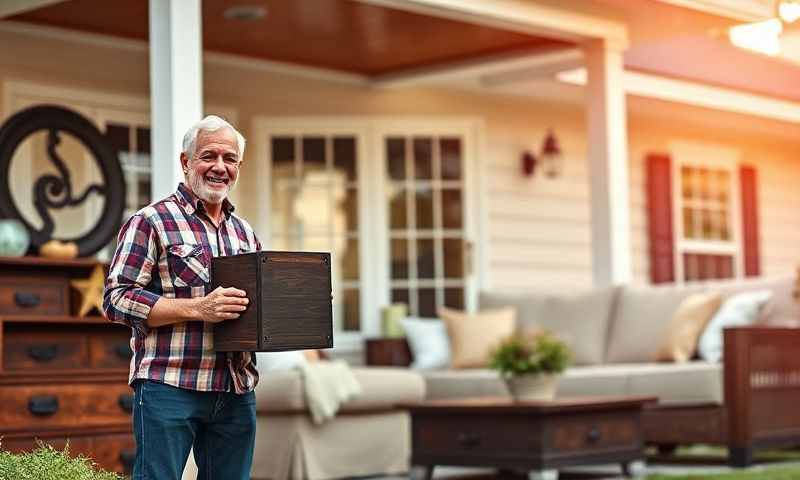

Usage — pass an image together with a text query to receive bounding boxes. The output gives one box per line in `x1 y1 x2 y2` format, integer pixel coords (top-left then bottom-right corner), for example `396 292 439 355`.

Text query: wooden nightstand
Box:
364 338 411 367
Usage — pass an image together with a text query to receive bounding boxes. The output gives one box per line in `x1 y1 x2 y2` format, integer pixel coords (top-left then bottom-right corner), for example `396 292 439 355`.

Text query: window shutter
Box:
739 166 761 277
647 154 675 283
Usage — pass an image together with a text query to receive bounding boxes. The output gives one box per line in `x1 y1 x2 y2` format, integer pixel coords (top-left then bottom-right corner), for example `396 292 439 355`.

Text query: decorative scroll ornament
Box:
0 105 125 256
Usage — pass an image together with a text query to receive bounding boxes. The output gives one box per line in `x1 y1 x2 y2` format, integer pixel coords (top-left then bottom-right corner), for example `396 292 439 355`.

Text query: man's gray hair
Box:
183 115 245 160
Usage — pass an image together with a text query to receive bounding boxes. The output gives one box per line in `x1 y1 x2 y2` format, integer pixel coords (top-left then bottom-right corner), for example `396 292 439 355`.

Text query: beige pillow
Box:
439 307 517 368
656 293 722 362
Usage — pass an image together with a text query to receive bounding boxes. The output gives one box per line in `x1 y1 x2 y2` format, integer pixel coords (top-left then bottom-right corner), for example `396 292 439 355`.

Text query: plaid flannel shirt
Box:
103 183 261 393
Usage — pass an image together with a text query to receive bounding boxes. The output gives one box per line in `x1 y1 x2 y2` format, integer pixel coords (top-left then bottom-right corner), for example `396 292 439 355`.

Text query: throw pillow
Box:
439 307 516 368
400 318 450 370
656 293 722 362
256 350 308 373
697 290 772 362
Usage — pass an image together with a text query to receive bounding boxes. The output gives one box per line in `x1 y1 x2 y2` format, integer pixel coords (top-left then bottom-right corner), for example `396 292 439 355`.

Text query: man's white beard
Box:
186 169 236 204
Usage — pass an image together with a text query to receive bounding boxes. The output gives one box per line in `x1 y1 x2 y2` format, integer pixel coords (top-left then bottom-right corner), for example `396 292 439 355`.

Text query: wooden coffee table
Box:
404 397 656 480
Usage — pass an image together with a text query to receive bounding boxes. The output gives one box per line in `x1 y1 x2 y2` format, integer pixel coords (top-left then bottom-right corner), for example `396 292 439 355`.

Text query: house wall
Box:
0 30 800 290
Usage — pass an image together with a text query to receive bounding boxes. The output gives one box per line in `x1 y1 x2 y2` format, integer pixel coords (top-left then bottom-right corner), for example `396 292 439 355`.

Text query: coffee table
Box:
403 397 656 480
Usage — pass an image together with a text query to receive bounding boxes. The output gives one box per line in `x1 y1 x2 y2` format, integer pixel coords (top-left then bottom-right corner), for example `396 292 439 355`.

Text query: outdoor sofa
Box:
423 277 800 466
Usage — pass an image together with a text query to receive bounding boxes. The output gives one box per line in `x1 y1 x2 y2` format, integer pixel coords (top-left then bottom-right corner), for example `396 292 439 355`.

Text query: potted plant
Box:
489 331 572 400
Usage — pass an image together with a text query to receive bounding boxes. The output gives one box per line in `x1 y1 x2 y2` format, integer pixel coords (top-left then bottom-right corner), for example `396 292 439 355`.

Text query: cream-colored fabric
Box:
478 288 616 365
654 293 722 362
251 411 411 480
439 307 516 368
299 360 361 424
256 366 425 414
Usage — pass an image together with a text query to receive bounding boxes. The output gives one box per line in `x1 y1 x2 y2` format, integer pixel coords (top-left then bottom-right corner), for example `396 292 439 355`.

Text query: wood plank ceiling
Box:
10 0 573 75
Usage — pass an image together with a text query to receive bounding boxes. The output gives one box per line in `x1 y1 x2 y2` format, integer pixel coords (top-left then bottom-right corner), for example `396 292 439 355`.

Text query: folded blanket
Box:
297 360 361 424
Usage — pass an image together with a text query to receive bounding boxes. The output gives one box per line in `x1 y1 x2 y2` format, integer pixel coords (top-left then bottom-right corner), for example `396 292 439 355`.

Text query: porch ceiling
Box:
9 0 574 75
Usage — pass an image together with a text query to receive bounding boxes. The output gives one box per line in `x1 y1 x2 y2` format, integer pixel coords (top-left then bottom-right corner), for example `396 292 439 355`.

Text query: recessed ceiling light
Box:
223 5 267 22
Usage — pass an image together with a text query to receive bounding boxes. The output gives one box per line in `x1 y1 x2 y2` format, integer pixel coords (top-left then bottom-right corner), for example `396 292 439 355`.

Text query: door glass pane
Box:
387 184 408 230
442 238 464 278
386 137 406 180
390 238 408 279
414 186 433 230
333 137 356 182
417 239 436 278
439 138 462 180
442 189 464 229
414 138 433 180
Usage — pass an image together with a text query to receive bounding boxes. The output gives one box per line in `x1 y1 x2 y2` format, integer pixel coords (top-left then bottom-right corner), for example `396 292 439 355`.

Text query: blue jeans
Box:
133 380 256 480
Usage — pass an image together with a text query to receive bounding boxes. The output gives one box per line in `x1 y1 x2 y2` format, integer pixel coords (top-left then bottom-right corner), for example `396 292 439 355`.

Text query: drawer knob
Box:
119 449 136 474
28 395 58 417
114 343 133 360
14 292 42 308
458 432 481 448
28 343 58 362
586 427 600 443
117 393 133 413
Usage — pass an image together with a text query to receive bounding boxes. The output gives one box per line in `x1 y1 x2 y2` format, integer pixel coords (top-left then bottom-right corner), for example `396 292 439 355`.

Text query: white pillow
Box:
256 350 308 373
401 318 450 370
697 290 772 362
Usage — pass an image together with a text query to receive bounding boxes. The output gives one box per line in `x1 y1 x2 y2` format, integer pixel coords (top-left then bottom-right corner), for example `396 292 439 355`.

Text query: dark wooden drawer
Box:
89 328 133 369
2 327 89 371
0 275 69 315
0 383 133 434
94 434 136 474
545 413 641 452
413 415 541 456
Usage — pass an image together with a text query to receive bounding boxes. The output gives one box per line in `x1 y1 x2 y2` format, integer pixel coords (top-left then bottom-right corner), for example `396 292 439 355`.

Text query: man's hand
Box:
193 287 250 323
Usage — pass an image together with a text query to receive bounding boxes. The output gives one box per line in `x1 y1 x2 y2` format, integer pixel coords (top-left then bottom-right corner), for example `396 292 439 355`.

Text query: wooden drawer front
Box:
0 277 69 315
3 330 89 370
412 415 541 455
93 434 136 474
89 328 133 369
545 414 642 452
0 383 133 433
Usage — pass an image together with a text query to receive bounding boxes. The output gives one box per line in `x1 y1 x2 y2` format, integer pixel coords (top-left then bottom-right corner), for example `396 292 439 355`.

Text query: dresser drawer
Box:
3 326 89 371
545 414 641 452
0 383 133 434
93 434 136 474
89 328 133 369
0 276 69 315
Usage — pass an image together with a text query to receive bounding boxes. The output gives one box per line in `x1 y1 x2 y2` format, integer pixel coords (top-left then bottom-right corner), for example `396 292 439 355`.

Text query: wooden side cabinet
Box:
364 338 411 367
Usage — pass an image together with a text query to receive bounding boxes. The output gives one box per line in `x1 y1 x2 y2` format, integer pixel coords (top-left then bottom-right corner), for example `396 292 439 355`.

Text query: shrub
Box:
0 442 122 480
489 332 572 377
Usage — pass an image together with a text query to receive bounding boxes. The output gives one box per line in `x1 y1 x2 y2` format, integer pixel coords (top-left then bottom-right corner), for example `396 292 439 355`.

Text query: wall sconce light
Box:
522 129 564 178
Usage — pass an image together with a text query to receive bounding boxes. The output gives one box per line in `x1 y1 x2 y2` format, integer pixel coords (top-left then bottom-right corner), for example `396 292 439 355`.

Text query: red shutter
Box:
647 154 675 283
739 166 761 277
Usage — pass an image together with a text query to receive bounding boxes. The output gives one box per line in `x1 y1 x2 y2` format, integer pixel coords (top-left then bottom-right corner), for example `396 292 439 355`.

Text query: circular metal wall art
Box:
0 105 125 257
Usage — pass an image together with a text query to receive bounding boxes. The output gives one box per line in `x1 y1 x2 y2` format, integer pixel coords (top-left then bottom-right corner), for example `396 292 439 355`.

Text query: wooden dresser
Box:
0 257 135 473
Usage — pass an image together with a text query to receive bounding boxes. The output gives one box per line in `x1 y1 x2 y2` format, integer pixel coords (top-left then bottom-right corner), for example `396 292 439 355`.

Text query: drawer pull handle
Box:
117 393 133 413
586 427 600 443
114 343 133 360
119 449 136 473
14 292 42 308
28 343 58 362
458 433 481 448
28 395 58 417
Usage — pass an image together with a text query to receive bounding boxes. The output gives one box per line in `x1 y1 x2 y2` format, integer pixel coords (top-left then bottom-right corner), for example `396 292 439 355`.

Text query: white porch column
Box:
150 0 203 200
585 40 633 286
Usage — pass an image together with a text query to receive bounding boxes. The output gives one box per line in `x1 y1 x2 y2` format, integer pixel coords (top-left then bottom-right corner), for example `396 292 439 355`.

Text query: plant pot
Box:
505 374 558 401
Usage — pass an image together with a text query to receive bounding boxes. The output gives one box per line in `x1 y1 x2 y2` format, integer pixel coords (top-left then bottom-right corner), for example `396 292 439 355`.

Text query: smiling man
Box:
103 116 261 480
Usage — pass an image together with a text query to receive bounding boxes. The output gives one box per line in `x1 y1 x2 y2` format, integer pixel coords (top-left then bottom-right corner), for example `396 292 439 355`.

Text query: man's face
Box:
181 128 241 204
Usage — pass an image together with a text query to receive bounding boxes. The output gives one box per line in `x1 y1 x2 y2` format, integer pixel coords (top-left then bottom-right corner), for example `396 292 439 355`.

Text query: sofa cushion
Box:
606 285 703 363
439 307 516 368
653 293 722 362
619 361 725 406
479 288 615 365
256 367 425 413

------------------------------

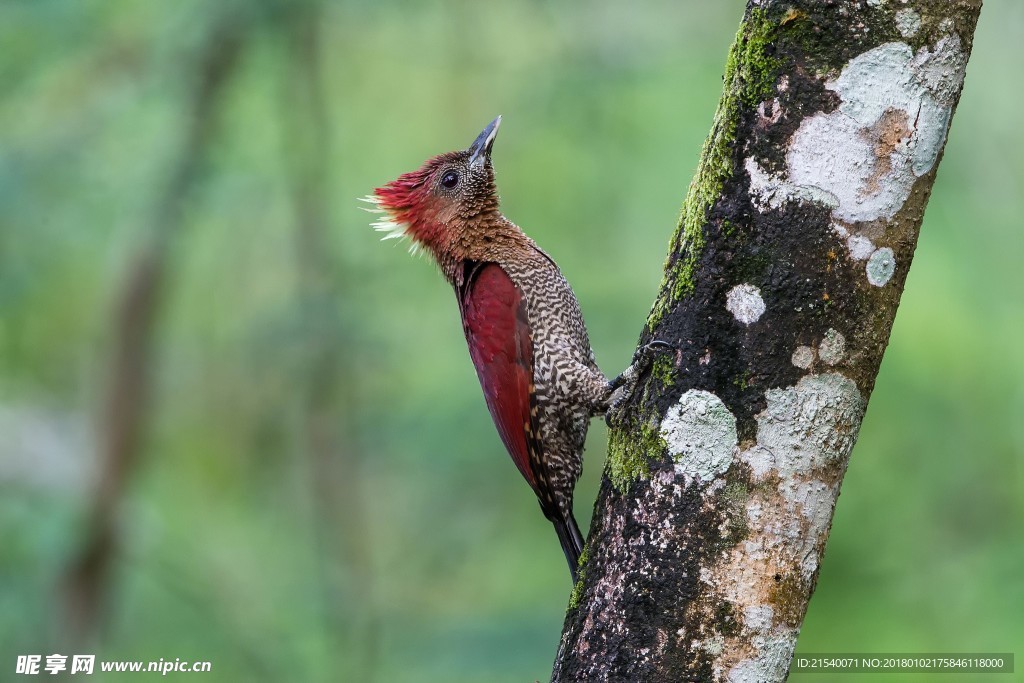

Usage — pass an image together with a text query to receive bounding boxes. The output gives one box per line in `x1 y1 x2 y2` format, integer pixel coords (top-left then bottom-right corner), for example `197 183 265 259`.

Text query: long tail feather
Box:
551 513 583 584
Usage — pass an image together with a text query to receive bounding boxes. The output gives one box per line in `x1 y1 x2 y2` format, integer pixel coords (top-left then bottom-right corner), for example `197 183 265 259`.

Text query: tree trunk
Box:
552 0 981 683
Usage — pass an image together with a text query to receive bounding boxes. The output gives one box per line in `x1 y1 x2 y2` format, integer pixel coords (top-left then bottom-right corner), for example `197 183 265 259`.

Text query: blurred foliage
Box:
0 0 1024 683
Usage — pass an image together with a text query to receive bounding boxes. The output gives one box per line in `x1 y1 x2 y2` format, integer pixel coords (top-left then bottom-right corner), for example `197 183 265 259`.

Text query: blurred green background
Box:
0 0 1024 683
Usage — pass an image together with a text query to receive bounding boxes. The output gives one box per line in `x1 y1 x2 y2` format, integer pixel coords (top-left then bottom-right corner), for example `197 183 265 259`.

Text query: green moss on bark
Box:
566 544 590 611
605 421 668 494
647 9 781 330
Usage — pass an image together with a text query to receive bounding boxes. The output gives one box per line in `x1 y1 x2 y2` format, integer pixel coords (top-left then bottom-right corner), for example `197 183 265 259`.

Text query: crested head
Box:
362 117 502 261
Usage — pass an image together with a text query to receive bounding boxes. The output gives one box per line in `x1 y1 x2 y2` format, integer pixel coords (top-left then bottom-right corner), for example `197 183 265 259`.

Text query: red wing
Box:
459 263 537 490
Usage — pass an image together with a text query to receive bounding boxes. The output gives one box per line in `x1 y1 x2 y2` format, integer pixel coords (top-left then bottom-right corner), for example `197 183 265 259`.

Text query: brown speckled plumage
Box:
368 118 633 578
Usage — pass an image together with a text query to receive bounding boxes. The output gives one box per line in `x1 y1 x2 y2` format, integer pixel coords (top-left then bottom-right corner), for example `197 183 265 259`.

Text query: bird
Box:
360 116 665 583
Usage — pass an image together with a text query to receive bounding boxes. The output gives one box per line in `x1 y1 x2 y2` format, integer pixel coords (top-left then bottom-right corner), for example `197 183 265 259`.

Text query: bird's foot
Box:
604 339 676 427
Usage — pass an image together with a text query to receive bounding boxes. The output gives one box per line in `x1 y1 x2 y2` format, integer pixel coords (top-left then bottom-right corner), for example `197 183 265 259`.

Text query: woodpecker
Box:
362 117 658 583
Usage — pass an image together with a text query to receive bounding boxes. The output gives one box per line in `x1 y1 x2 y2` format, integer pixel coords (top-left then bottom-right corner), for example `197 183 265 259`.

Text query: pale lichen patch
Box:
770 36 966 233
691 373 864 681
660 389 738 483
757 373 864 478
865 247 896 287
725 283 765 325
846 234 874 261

------------------------------

- _EXERCISE AIM_: Show every line from the records that contains the word "table".

- _RIGHT ANSWER_:
Text query: wooden coffee table
Text query: coffee table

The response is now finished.